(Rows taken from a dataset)

::::::::

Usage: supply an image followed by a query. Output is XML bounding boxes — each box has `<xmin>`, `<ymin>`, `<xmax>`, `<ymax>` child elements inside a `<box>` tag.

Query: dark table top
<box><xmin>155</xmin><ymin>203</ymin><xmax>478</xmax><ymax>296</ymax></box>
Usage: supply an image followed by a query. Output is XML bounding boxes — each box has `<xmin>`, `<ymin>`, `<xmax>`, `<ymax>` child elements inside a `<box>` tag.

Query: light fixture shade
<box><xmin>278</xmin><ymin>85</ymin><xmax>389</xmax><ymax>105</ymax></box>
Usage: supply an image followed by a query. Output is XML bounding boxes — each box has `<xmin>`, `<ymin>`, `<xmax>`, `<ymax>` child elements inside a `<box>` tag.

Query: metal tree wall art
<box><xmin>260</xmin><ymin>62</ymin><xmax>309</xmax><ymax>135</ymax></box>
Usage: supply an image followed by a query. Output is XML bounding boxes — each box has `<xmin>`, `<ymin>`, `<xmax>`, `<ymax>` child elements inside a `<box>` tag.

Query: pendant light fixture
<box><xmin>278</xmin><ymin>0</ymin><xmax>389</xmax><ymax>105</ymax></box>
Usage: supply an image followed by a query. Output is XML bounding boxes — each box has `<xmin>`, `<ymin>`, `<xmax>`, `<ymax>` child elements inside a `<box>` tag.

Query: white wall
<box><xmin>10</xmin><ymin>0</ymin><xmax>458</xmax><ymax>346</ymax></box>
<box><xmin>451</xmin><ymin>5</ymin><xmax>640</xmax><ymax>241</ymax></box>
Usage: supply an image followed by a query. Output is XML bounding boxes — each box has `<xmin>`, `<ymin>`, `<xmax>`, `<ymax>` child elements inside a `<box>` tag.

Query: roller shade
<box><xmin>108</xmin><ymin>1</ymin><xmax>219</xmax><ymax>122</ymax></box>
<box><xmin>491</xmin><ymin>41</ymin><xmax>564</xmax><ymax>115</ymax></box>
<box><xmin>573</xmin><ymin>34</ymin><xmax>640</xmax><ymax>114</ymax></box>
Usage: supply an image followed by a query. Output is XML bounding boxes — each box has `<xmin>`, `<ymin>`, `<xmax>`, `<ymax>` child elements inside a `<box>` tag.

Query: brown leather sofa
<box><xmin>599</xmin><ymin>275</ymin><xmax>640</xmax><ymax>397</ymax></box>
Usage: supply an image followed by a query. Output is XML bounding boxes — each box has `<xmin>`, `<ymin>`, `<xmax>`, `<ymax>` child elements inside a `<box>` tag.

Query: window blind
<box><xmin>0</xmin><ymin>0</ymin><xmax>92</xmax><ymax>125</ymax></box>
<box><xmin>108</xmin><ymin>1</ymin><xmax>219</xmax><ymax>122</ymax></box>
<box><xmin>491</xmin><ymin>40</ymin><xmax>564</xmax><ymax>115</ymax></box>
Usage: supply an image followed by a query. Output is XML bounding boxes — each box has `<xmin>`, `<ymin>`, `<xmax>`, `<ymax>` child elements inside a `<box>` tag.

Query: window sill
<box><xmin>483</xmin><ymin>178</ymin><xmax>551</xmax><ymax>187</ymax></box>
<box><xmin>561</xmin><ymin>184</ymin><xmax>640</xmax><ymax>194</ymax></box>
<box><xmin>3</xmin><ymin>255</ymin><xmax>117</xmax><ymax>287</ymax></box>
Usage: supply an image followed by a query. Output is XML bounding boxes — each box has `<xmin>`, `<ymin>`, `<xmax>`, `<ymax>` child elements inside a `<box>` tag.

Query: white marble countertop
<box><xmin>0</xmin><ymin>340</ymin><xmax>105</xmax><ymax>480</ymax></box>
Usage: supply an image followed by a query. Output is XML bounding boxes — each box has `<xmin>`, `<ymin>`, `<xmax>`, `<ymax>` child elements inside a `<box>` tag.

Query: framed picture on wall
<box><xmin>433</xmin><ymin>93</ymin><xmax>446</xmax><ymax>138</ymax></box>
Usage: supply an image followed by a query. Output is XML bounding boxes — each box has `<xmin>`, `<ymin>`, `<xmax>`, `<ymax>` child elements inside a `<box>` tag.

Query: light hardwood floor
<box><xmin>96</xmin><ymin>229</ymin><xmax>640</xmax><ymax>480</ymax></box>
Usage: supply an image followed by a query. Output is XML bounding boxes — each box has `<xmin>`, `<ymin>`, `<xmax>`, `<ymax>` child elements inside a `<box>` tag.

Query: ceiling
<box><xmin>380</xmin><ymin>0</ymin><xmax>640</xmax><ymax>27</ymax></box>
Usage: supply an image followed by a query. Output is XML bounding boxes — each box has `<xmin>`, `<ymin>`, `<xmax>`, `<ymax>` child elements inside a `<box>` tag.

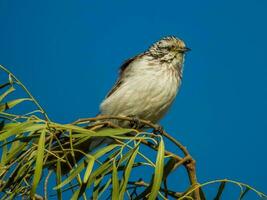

::::::::

Identify every line in the data above that contains the word "white", and copy each one. Matching is case-sensitive.

Query: white wall
Query: white marble countertop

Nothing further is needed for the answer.